Brano citato:
+ + + + + + +
Rama non ha ancora accettato le richieste degli studenti, lui chiede il dialogo e la creazione di una piattaforma per lo svolgersi dei negoziati. Gli studenti, dal canto loro, hanno risposto che non ci possono essere negoziati e che le loro richieste devono essere accettate tout court. Infatti in una democrazia, la rappresentativita’ puo’ essere solo di natura amministrativa, procedurale, e mai sostanziale. Noi non vogliamo negoziare per quello che riguarda gli aspetti sostanziali delle nostre rivendicazioni. Per dirla con le parole di Rousseau “La volonta non puo’ essere in alcun modo manifestata se non direttamente da noi”.

Quello che vorrebbe Edi Rama, nei fatti e’ di uscire vincitore, da questa battaglia e ha gia’ perso. Lui vorrebbe apparire agli occhi del popolo come d’accordo con gli studenti, e non come quello che si e’ arreso a loro senza condizioni. Rama e il suo partito cercano di attirare, in maniera furtiva, gli studenti nelle loro giovanili, per creare una artificialmente una rappresentanza in grado di negoziare con lui. E non solo lui ma anche le giovanili degli altri partiti d’opposizione. comunque sia gli studenti non accetteranno la creazione di piattaforme del genere da parte dei partiti, siano anche esse dell’opposizione.
+ + + + + + +
Il tuo compito: Prosegui il brano sulle richieste degli studenti e sulla posizione di Edi Rama, partendo dopo la sua ultima frase.
+ + + + + + +
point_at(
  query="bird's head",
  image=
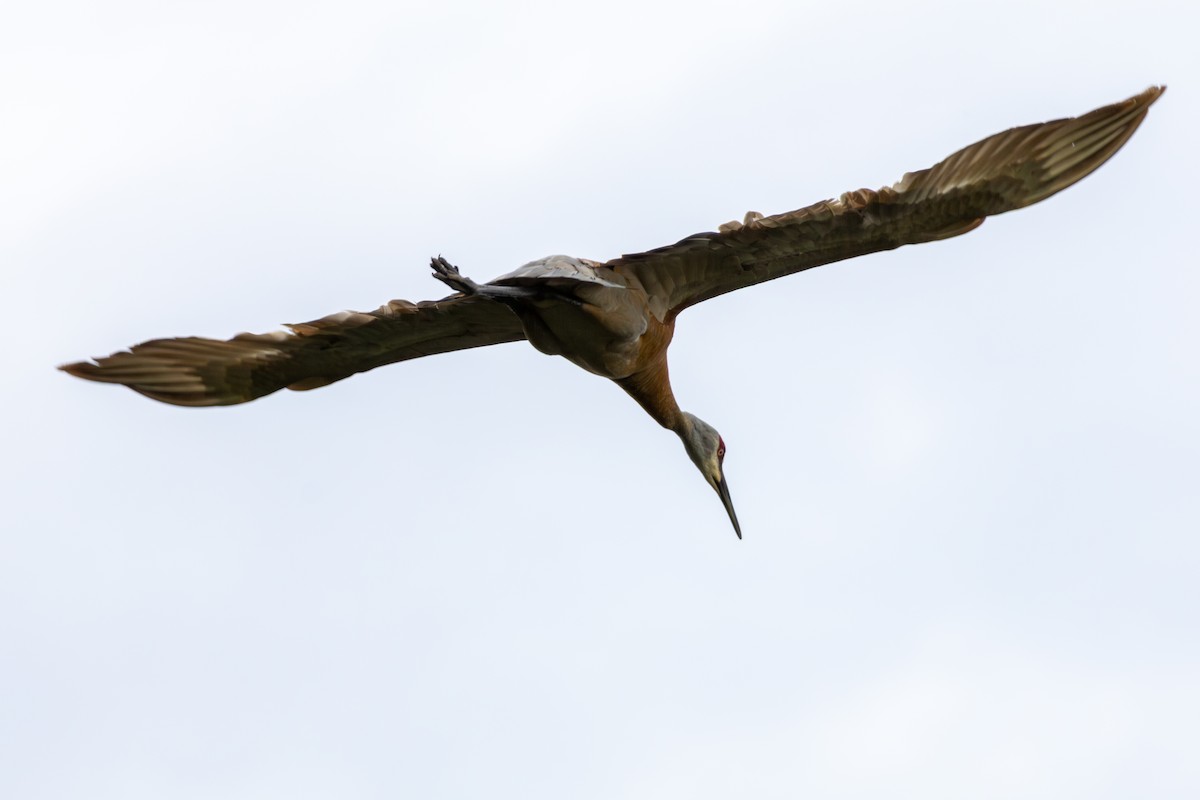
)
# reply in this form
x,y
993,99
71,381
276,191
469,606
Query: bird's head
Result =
+ + + + + + +
Risposta al compito:
Gli studenti non possono avere una rappresentanza, anche per il fatto che sanno gia’ che, qualunque tipo di rappresentanza, sarebbe corruttibile o comunque mendace. E le contraddizioni si sono inasprite a tal punto che e’ impossibile negoziare. Nemmeno Berisha e gli altri, sono riusciti a dividere gli studenti. Durante la scorsa manifestazione, per esempio, gli studenti hanno spontaneamente cancellato i simboli dei tre partiti principali: PD, PS, LSI. Questo in aggiunta alla solidarieta’ verso il movimento e i suoi attivisti. Gli studenti del resto d’Europa non hanno nulla da imparare da questo movimento, se non quello che ha gia’ insegnato la storia, cioe’ che solo l’organizzazione e l’unita’ possono permette la conquista di molte cose.

Il movimento per l’università è da anni che cerca di consapevolizzare gli studenti in merito ai rischi che comporta la riforma universitaria, la quale conseguenza e’ la crescita delle tariffe, la scomparsa dell’autonomia universitaria, la rovina della democrazia studentesca etc. Dopo molti anni di organizzazione e di opposizione in strada e nelle aule, è infine arrivato il giorno in cui gli studenti si sono sollevati a centinaia di migliaia. Tutto questo dopo 25 anni durante i quali non si erano mai viste proteste cosi’ grandi e tenaci. Questo insegna che li’, anche dove sembra non esserci speranza, se ci sono organizzazione e coraggio, allora questa speranza ormai perduta puo’ tornare per dare nuovo respiro alla lotta per una societa’ formata da liberi e uguali.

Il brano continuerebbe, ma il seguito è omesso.